If an entry holds a picture, drop the picture and restate the rest word for word.

*** Data for this exercise Section Begins ***

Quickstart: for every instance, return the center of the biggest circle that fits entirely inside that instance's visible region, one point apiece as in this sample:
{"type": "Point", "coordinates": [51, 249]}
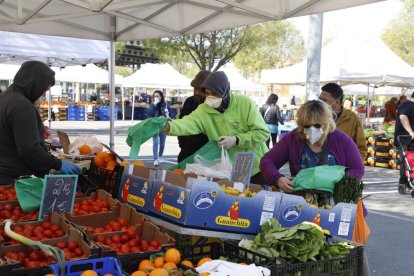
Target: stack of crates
{"type": "Point", "coordinates": [102, 113]}
{"type": "Point", "coordinates": [382, 153]}
{"type": "Point", "coordinates": [62, 114]}
{"type": "Point", "coordinates": [76, 113]}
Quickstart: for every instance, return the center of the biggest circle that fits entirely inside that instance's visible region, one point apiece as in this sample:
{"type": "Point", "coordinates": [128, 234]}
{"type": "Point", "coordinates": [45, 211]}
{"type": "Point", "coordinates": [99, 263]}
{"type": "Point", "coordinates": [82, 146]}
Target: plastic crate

*** Data for this exercise Section Ends ***

**Finished task**
Quickstart: for every instance, return the center of the biggest circle that fits entirely inside that instance's visible region, one point apiece as in this sample:
{"type": "Point", "coordinates": [51, 249]}
Target: stack of crates
{"type": "Point", "coordinates": [102, 113]}
{"type": "Point", "coordinates": [382, 153]}
{"type": "Point", "coordinates": [62, 114]}
{"type": "Point", "coordinates": [76, 113]}
Quickstart: for every instance, return the center of the biggest circle that fits entirely inside that instance's visible region, one point apiece as in this sample:
{"type": "Point", "coordinates": [128, 234]}
{"type": "Point", "coordinates": [45, 211]}
{"type": "Point", "coordinates": [99, 263]}
{"type": "Point", "coordinates": [82, 146]}
Target: plastic crate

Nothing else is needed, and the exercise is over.